**SOURCE EXCERPT**
It can be tricky to swiftly tell apart the numerous derivatives of the current Porsche 911 range, but there can be no mistaking the Dakar.

It is based on the Carrera 4 GTS, but an additional 50mm of ground clearance, black plastic wheel-arch cladding and a unique CFRP spoiler immediately give the car an alternative, looming stance.

How far off the beaten track are you planning to go in your Dakar? It’s possible to option a £4635 roof tent, which is supplied by iKamper and will support up to 190kg.

Hydraulic actuators in the suspension struts can extend the car’s already 50mm-heightened ground clearance by an additional 30mm, bringing the total to 191mm, which is greater than that of even Ferrari’s Purosangue SUV. It’s also greater than that of the Dakar’s closest competitor, the Lamborghini Huracán Sterrato, which manages 171mm.

This maximum ride height setting is automatically triggered in the car’s Rallye and Offroad driving modes but can also be summoned via a toggle switch on the dashboard. The Dakar can remain on stilts at up to 106mph – surely a speed only for the truly courageous.

**DATA EXTRACT**
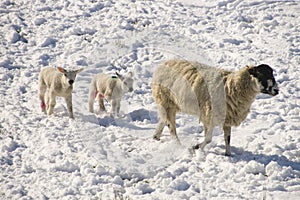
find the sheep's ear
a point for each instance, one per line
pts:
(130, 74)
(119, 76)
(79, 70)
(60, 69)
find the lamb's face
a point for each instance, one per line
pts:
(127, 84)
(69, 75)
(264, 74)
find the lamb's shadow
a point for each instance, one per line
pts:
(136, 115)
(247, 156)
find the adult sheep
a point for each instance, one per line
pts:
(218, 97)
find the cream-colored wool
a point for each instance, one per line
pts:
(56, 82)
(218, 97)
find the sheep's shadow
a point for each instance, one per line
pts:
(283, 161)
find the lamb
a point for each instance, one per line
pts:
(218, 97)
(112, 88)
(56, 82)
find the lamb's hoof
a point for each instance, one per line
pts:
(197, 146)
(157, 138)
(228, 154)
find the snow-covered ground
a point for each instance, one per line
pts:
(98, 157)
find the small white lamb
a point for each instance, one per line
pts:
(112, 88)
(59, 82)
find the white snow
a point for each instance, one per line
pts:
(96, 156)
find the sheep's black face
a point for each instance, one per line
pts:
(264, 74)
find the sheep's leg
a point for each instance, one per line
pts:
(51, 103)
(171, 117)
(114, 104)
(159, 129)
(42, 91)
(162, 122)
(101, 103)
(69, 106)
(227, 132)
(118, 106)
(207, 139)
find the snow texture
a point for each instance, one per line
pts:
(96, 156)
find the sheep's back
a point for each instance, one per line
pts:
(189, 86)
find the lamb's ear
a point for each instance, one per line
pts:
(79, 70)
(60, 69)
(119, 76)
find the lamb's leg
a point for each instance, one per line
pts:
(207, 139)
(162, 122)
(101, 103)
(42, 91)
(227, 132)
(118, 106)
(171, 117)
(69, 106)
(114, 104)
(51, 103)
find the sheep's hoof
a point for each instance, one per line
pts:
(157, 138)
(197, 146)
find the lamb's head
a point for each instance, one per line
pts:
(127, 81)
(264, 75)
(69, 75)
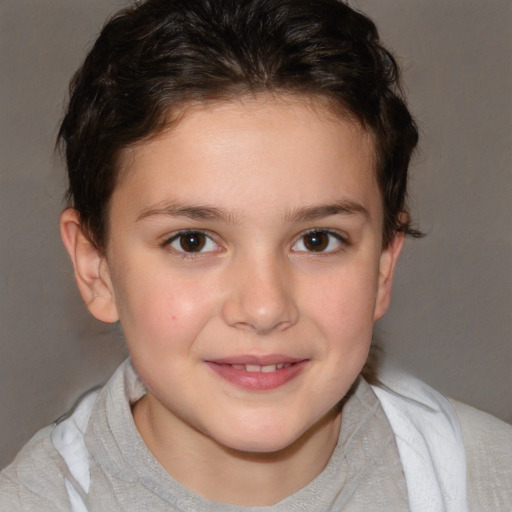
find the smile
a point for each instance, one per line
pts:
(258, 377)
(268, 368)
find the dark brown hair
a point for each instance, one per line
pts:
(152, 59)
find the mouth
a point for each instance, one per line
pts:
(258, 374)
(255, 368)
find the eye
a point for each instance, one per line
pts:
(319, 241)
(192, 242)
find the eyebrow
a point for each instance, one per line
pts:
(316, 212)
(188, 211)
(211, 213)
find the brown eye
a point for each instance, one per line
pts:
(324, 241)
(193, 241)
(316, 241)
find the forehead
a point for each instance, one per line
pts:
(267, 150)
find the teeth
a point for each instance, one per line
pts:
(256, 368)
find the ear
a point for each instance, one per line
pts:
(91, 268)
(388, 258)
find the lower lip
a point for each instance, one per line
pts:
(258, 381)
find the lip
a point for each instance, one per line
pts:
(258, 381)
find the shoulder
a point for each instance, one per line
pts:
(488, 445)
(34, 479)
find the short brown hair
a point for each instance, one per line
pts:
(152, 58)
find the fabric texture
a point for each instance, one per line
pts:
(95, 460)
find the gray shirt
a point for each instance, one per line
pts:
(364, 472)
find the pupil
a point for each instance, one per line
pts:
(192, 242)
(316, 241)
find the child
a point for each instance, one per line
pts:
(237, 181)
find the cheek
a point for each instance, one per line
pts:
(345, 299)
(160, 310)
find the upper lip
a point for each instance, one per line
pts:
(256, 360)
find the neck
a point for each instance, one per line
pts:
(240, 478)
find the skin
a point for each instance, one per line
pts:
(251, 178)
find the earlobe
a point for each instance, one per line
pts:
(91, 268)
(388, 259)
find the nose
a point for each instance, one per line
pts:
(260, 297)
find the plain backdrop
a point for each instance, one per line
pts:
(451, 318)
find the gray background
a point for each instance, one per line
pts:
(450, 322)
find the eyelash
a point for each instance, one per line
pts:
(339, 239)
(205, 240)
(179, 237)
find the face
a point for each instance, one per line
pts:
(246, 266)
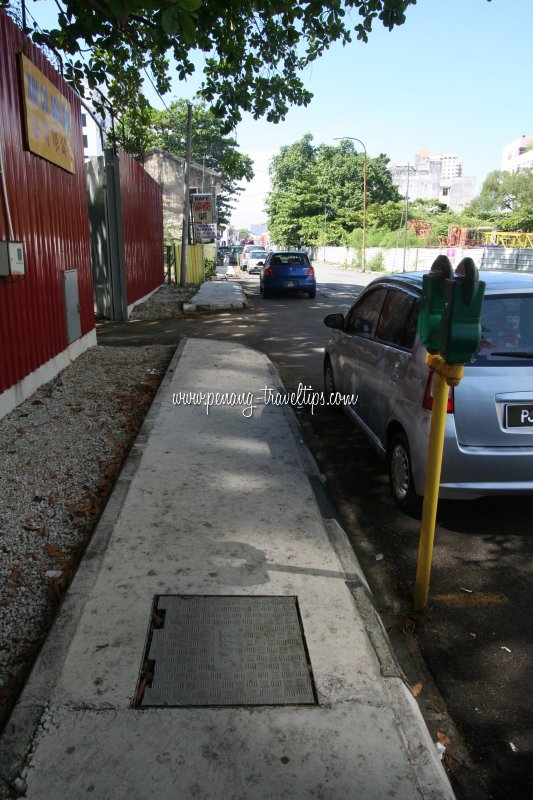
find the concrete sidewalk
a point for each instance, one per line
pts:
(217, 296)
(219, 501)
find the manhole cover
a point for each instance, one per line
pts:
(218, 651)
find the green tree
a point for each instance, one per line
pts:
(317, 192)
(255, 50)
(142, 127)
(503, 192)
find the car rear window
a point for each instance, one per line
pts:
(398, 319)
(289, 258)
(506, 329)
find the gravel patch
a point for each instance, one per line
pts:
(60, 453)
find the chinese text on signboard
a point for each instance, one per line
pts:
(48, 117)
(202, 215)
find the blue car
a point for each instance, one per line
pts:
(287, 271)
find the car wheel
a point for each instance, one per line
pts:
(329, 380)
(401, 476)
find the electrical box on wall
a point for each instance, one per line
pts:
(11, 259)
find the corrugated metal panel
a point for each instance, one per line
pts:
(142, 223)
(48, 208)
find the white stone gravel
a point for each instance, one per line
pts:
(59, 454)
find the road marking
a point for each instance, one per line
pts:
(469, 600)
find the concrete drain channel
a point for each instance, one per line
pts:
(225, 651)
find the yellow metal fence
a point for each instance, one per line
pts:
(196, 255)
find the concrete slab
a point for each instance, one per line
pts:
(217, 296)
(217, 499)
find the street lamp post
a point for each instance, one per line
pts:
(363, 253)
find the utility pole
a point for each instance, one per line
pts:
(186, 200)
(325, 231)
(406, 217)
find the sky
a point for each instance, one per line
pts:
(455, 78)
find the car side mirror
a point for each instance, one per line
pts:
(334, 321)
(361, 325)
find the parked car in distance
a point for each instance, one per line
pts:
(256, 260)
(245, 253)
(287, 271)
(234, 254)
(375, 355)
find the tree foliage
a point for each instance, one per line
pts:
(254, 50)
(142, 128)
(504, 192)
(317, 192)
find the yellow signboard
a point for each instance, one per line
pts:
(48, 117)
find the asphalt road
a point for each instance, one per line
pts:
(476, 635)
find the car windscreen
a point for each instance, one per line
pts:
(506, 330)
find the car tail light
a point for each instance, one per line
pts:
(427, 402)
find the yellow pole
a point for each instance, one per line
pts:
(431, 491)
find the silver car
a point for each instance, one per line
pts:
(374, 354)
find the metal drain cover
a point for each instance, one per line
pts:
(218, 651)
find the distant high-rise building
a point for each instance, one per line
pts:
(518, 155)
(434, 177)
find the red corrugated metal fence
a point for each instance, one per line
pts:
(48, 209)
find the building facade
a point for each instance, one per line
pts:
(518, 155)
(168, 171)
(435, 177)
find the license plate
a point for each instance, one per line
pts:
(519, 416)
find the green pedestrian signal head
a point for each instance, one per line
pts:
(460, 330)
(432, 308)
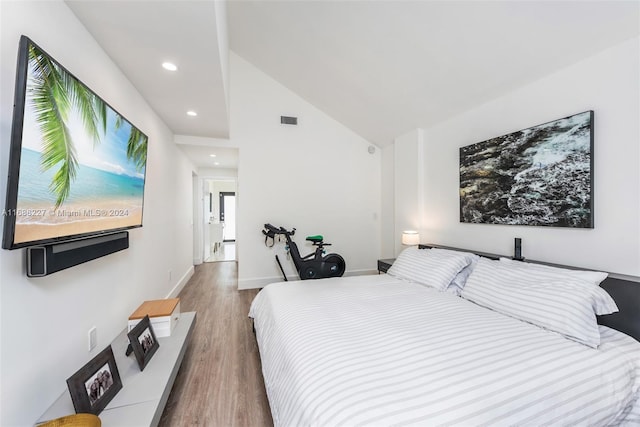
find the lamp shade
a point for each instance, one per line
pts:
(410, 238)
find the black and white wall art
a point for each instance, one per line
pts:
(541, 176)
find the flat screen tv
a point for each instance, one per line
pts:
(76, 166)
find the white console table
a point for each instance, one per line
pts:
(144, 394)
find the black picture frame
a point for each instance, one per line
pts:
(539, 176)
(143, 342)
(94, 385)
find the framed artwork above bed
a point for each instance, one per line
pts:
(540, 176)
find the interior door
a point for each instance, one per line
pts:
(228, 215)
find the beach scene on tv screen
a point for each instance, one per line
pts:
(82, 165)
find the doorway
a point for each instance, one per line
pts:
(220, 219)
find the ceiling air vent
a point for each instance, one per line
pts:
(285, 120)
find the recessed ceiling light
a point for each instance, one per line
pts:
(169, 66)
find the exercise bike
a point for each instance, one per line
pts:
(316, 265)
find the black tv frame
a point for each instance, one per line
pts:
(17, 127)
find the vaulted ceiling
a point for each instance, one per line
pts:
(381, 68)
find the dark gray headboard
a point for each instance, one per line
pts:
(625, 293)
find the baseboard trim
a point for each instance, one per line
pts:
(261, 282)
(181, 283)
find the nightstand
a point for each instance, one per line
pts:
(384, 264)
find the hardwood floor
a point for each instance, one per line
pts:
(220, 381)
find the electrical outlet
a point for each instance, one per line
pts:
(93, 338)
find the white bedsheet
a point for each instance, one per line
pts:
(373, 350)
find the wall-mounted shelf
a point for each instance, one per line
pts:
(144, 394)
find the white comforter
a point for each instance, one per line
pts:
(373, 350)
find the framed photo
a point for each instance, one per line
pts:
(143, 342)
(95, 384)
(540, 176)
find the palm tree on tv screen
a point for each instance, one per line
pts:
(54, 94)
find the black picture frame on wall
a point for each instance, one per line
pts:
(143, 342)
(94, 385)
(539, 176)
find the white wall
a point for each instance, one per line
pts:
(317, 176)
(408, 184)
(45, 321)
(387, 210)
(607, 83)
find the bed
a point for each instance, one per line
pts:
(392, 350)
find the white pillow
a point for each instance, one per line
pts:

**WRITTEN TASKS**
1. According to the Porsche 911 Dakar text, which model is the Dakar based on?
2. Translate this sentence from the Porsche 911 Dakar text into Spanish: "This maximum ride height setting is automatically triggered in the car’s Rallye and Offroad driving modes but can also be summoned via a toggle switch on the dashboard."

**ANSWERS FOR THE TASKS**
1. The Carrera 4 GTS.

2. Este ajuste de altura máxima se activa automáticamente en los modos de conducción Rallye y Offroad del coche, pero también puede accionarse mediante un interruptor de palanca en el salpicadero.